*PROBLEM TO SOLVE:*
Recast all the records below as a numbered list, leaving out blank lines and the pictures.

*EXTRACTED MATERIAL:*
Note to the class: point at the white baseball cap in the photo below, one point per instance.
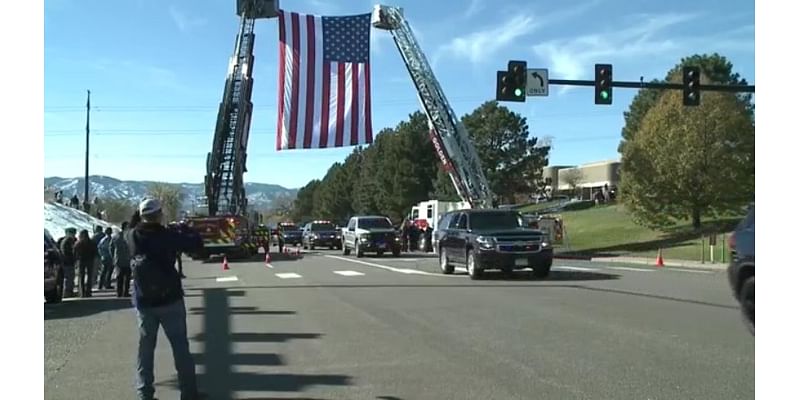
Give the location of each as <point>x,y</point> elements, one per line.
<point>149,206</point>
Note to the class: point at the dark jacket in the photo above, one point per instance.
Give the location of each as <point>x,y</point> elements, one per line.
<point>160,245</point>
<point>85,251</point>
<point>97,238</point>
<point>67,247</point>
<point>120,252</point>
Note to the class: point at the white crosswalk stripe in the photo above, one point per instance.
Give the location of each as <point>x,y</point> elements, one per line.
<point>288,275</point>
<point>348,273</point>
<point>631,269</point>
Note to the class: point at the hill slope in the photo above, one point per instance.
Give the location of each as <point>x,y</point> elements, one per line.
<point>258,194</point>
<point>58,217</point>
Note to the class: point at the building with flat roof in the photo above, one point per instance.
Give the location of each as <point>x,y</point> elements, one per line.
<point>593,177</point>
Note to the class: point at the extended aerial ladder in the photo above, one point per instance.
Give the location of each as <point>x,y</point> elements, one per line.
<point>224,223</point>
<point>449,136</point>
<point>226,163</point>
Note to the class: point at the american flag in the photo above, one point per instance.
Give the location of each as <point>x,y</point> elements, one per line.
<point>323,81</point>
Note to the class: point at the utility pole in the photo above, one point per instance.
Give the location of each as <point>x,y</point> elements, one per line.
<point>86,171</point>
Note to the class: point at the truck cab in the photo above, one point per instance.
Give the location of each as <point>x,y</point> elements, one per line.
<point>370,233</point>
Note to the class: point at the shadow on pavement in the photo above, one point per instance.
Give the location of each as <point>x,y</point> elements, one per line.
<point>78,308</point>
<point>470,284</point>
<point>220,381</point>
<point>274,257</point>
<point>245,310</point>
<point>554,276</point>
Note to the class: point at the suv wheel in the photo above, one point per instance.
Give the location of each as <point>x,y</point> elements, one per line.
<point>444,262</point>
<point>542,270</point>
<point>474,271</point>
<point>747,300</point>
<point>359,251</point>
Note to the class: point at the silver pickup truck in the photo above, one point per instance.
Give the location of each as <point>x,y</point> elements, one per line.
<point>371,233</point>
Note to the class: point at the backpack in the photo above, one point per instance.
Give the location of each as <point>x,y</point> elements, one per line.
<point>104,248</point>
<point>153,280</point>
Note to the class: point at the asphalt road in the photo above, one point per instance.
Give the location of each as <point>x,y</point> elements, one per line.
<point>325,326</point>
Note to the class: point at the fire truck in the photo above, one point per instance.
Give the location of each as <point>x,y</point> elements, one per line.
<point>223,220</point>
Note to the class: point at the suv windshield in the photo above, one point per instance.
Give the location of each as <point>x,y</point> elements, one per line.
<point>495,220</point>
<point>368,223</point>
<point>322,227</point>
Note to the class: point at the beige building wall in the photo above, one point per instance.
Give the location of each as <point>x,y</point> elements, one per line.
<point>594,176</point>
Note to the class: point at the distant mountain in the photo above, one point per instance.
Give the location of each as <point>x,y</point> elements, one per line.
<point>258,194</point>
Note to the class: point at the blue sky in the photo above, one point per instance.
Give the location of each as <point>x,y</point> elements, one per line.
<point>156,69</point>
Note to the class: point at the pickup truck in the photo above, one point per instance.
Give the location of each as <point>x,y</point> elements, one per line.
<point>371,233</point>
<point>491,239</point>
<point>321,234</point>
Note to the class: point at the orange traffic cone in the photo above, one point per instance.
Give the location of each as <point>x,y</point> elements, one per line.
<point>659,259</point>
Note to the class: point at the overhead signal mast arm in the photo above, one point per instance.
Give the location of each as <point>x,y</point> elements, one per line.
<point>450,137</point>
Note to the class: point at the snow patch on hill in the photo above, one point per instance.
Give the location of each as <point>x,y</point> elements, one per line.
<point>58,217</point>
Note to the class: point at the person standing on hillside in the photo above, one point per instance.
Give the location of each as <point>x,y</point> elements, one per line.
<point>122,261</point>
<point>106,259</point>
<point>85,253</point>
<point>67,247</point>
<point>96,238</point>
<point>158,299</point>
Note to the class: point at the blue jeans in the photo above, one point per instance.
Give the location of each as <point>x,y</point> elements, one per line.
<point>173,318</point>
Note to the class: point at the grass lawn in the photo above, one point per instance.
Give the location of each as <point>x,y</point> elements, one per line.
<point>610,230</point>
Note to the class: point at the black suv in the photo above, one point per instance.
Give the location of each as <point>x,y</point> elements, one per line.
<point>289,234</point>
<point>52,270</point>
<point>321,234</point>
<point>741,270</point>
<point>491,239</point>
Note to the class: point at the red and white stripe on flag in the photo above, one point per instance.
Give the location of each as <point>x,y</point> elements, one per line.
<point>323,81</point>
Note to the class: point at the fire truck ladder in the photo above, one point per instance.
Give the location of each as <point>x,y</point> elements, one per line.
<point>225,164</point>
<point>465,170</point>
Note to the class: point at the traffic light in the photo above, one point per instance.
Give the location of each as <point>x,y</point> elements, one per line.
<point>518,73</point>
<point>511,83</point>
<point>691,86</point>
<point>603,79</point>
<point>503,86</point>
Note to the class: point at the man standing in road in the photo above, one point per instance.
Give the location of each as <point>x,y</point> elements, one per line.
<point>158,299</point>
<point>120,255</point>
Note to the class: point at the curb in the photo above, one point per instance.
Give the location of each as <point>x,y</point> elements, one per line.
<point>624,260</point>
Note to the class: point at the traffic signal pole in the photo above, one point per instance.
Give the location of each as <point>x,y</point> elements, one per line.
<point>536,81</point>
<point>658,85</point>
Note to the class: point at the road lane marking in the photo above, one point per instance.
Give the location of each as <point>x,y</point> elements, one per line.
<point>288,275</point>
<point>694,271</point>
<point>386,267</point>
<point>631,269</point>
<point>581,269</point>
<point>348,273</point>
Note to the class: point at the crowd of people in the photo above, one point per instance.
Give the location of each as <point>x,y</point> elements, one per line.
<point>144,252</point>
<point>75,202</point>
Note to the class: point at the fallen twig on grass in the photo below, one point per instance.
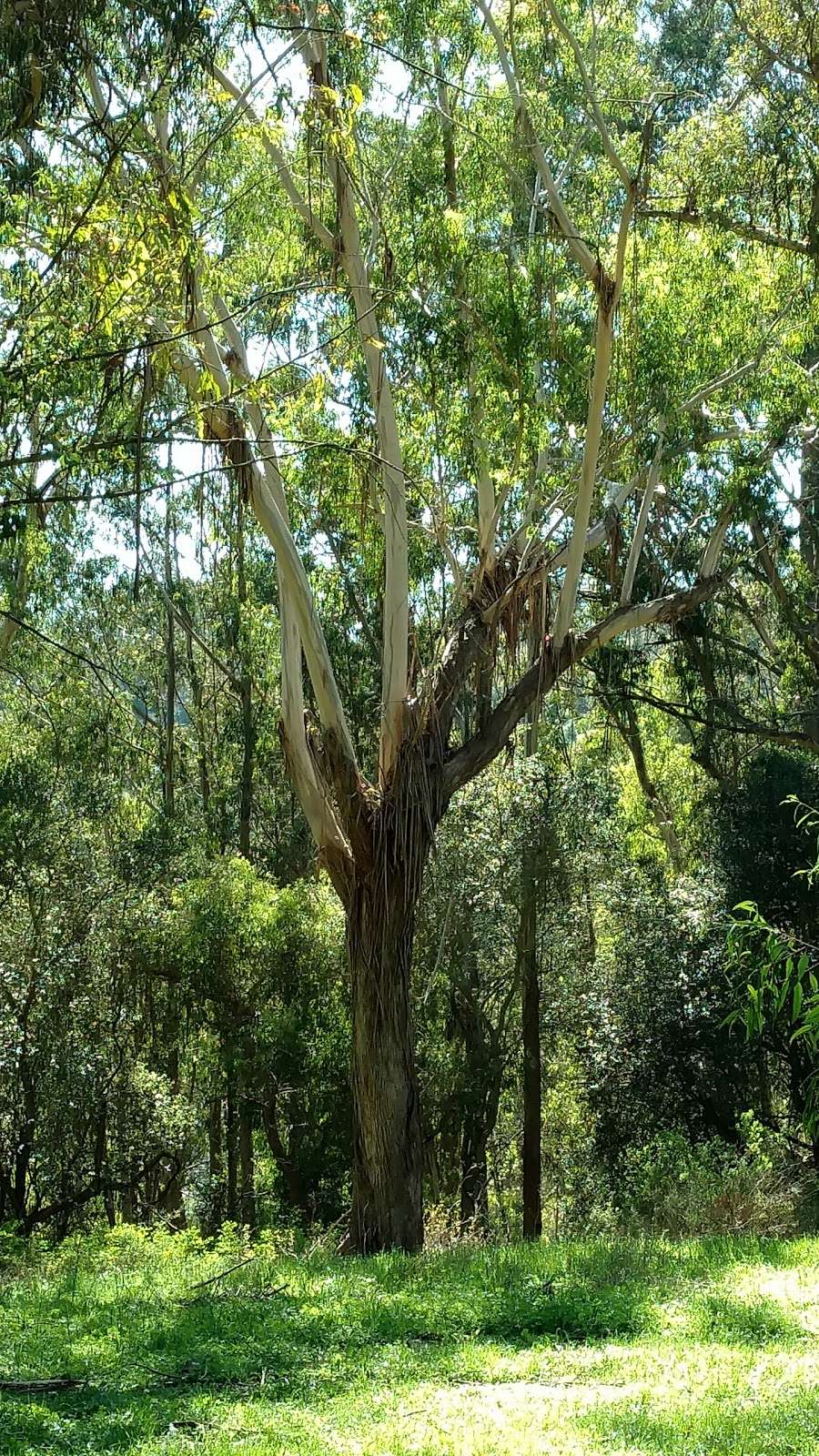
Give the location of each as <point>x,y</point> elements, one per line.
<point>223,1273</point>
<point>47,1387</point>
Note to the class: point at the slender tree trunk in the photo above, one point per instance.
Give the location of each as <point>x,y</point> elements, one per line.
<point>474,1177</point>
<point>295,1190</point>
<point>531,1036</point>
<point>216,1167</point>
<point>171,1198</point>
<point>245,689</point>
<point>230,1130</point>
<point>809,545</point>
<point>247,1165</point>
<point>387,1117</point>
<point>530,982</point>
<point>169,667</point>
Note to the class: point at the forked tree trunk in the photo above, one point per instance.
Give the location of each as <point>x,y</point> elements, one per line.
<point>387,1117</point>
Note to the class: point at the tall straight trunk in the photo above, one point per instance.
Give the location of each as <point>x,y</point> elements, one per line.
<point>245,691</point>
<point>474,1177</point>
<point>216,1168</point>
<point>247,1165</point>
<point>531,1036</point>
<point>295,1190</point>
<point>230,1139</point>
<point>530,982</point>
<point>171,1198</point>
<point>387,1117</point>
<point>169,667</point>
<point>809,545</point>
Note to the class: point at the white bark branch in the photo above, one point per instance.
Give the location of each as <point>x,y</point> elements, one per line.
<point>592,98</point>
<point>606,310</point>
<point>640,529</point>
<point>579,249</point>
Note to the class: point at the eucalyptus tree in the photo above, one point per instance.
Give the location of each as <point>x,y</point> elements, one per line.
<point>453,344</point>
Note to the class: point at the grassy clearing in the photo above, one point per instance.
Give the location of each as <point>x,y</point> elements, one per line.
<point>596,1349</point>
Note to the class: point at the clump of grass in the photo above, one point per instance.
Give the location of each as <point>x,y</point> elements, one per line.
<point>470,1350</point>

*CORRECT RESULT:*
1. Note to the class: point at the white baseball cap in the photo below, one point per instance.
2. Give the location of each as <point>x,y</point> elements, one per line.
3. <point>149,206</point>
4. Note to the class: point at the dark jacket in the photo above, one point per instance.
5. Give the location of each as <point>x,y</point> elements, one per line.
6. <point>160,245</point>
7. <point>85,251</point>
8. <point>97,238</point>
9. <point>67,247</point>
10. <point>120,252</point>
11. Note to the class: point at the white crosswalk stripe in the photo above, one point per instance.
12. Give the location of each as <point>x,y</point> elements, one per line.
13. <point>288,275</point>
14. <point>348,273</point>
15. <point>631,269</point>
16. Note to the class: point at the hill slope in the photo above, one point per instance.
17. Give the location of each as <point>x,y</point> elements, one per line.
18. <point>258,194</point>
19. <point>58,217</point>
20. Note to the class: point at the building with flat roof in the photo above, one point per instance.
21. Give the location of each as <point>x,y</point> elements, one per line.
22. <point>593,177</point>
23. Note to the class: point at the extended aerial ladder in the photo above, one point per instance.
24. Give the location of each as <point>x,y</point> elements, one per line.
25. <point>224,223</point>
26. <point>449,136</point>
27. <point>226,163</point>
28. Note to the class: point at the american flag in the photo above, one point per instance.
29. Give the location of each as <point>x,y</point> elements, one per line.
30. <point>323,81</point>
31. Note to the class: point at the utility pole in the photo above, one point per instance.
32. Give the location of each as <point>x,y</point> elements, one per line.
33. <point>86,171</point>
34. Note to the class: point at the truck cab in the photo above, one point per instance.
35. Give the location of each as <point>x,y</point> elements, one per line.
36. <point>370,233</point>
37. Note to the class: point at the shadow on pavement in the photo above, one point per instance.
38. Give the location of each as <point>x,y</point> elements, one per line.
39. <point>78,308</point>
40. <point>470,284</point>
41. <point>220,381</point>
42. <point>274,257</point>
43. <point>245,310</point>
44. <point>554,276</point>
45. Note to the class: point at the suv wheel in the photo above, one point per instance.
46. Give the location of each as <point>x,y</point> elements, one per line.
47. <point>444,262</point>
48. <point>542,270</point>
49. <point>474,271</point>
50. <point>747,300</point>
51. <point>359,251</point>
52. Note to the class: point at the silver pickup truck in the photo above, one point per instance.
53. Give the location of each as <point>x,y</point> elements, one per line.
54. <point>371,233</point>
55. Note to the class: point at the backpack in the photo above, one point per instance.
56. Give the location of each as <point>x,y</point> elements, one per line.
57. <point>104,248</point>
58. <point>153,280</point>
59. Note to the class: point at the asphalt road in the photo above, one point per instance.
60. Give the location of each as <point>x,y</point> elements, one per line.
61. <point>325,326</point>
62. Note to the class: point at the fire truck in the photo above, one point per instance.
63. Give the location of each as <point>x,y</point> elements, one per line.
64. <point>223,220</point>
65. Note to the class: point at the suv windshield in the photo above, one point per instance.
66. Give the location of each as <point>x,y</point> elements, one per line.
67. <point>495,220</point>
68. <point>368,223</point>
69. <point>322,227</point>
70. Note to the class: point at the beige building wall in the photo above, one point per instance.
71. Give the location of each as <point>x,y</point> elements, one per line.
72. <point>594,176</point>
73. Note to the class: point at the distant mountain in the photo above, one point per instance.
74. Give the location of each as <point>x,y</point> elements, one per line.
75. <point>258,194</point>
76. Note to the class: point at the blue sky in the photo above, one point per instance.
77. Give the location of each as <point>x,y</point> elements, one per line.
78. <point>156,69</point>
79. Note to the class: point at the pickup truck in the photo above, one point per instance.
80. Give the location of each as <point>x,y</point> elements, one per line.
81. <point>371,233</point>
82. <point>491,239</point>
83. <point>321,234</point>
84. Note to the class: point at the orange traffic cone in the photo above, one point per instance.
85. Give the location of each as <point>x,y</point> elements, one per line.
86. <point>659,259</point>
87. Note to the class: point at the overhead signal mast arm in the photo above, one point per instance.
88. Give the location of each as <point>x,y</point> elements, one per line.
89. <point>450,137</point>
90. Note to the class: point at the snow patch on hill in the photo above, one point per instance.
91. Give the location of each as <point>x,y</point> elements, one per line.
92. <point>58,217</point>
93. Note to the class: point at the person standing on hillside in the photo above, one point per instance.
94. Give the location of each as <point>x,y</point> elements, one per line.
95. <point>122,261</point>
96. <point>106,259</point>
97. <point>85,253</point>
98. <point>67,247</point>
99. <point>96,238</point>
100. <point>158,299</point>
101. Note to the class: point at the blue jeans in the photo above, one point per instance.
102. Give the location of each as <point>x,y</point> elements, one per line.
103. <point>173,318</point>
104. Note to the class: point at the grass lawn in the photo above, one point per instance.
105. Give the location of each as <point>x,y</point> elements, one per line.
106. <point>610,230</point>
107. Note to the class: point at the black suv in the photo above, one point per instance.
108. Give the location of each as <point>x,y</point> elements, one per line.
109. <point>289,234</point>
110. <point>52,270</point>
111. <point>321,234</point>
112. <point>741,270</point>
113. <point>491,239</point>
114. Note to the class: point at the red and white stripe on flag in the photo above, one point per instance.
115. Give the location of each as <point>x,y</point> elements, one per line.
116. <point>323,81</point>
117. Note to the class: point at the fire truck ladder in the photo above, one point per instance.
118. Give the location of each as <point>x,y</point> elements, one per line.
119. <point>225,164</point>
120. <point>465,170</point>
121. Note to the class: point at the traffic light in the photo above, one point per instance.
122. Give the location of each as <point>x,y</point> elements, one per line.
123. <point>518,73</point>
124. <point>511,83</point>
125. <point>691,86</point>
126. <point>603,79</point>
127. <point>503,86</point>
128. Note to the class: point at the man standing in road in the photo above, one point per instance.
129. Give the location of each as <point>x,y</point> elements, one per line.
130. <point>158,299</point>
131. <point>120,255</point>
132. Note to the class: point at the curb in the photo above, one point per instance.
133. Give the location of each as <point>x,y</point> elements, one per line.
134. <point>624,260</point>
135. Note to the class: point at the traffic signal pole in the photo above, one point per instance.
136. Give the location of each as <point>x,y</point> elements, one per line.
137. <point>536,81</point>
138. <point>658,85</point>
139. Note to the class: point at the road lane marking in the photo above, one point per instance.
140. Give the location of each as <point>x,y</point> elements, one per line.
141. <point>288,275</point>
142. <point>694,271</point>
143. <point>386,267</point>
144. <point>631,269</point>
145. <point>581,269</point>
146. <point>348,273</point>
147. Note to the class: point at the crowd of people in the photo above, one point per instance.
148. Give the location of each as <point>x,y</point> elements, one per line.
149. <point>144,252</point>
150. <point>75,202</point>
151. Note to the class: point at the fallen twig on grass in the photo below, one point per instance.
152. Give the location of each as <point>x,y</point> elements, one per line.
153. <point>223,1273</point>
154. <point>47,1387</point>
155. Note to the class: point at the slender tree trunk in the photo above, one point per instance.
156. Give the location of each as <point>x,y</point> elements, one per line.
157. <point>474,1177</point>
158. <point>295,1190</point>
159. <point>531,1036</point>
160. <point>216,1167</point>
161. <point>171,1198</point>
162. <point>245,689</point>
163. <point>230,1130</point>
164. <point>809,545</point>
165. <point>247,1165</point>
166. <point>387,1117</point>
167. <point>530,982</point>
168. <point>169,667</point>
169. Note to the class: point at the forked tree trunk in the photo above, one point per instance.
170. Give the location of each as <point>x,y</point> elements, one per line.
171. <point>387,1117</point>
172. Note to the class: point at the tall straight trunk in the photo above, one point per instance.
173. Give the location of each as <point>x,y</point> elements, one per line.
174. <point>245,691</point>
175. <point>474,1177</point>
176. <point>216,1168</point>
177. <point>247,1165</point>
178. <point>531,1036</point>
179. <point>295,1190</point>
180. <point>230,1139</point>
181. <point>530,982</point>
182. <point>171,1198</point>
183. <point>387,1117</point>
184. <point>169,667</point>
185. <point>809,545</point>
186. Note to the class: point at the white bark branch in the photo above, one point per instance.
187. Give the location of each as <point>x,y</point> elements, one per line.
188. <point>592,98</point>
189. <point>606,310</point>
190. <point>640,529</point>
191. <point>579,249</point>
192. Note to the class: point at the eucalyptus tree in the photo above, one point per instance.
193. Give the location of each as <point>x,y</point> elements, one per line.
194. <point>453,344</point>
195. Note to the class: point at the grassy clearing in the photo above, one point per instance.
196. Give the location of each as <point>x,y</point> elements, one per line.
197. <point>596,1349</point>
198. Note to the class: point at the clump of grass in the photo above, one point per instance.
199. Give the location of each as <point>x,y</point> elements, one per line.
200. <point>470,1350</point>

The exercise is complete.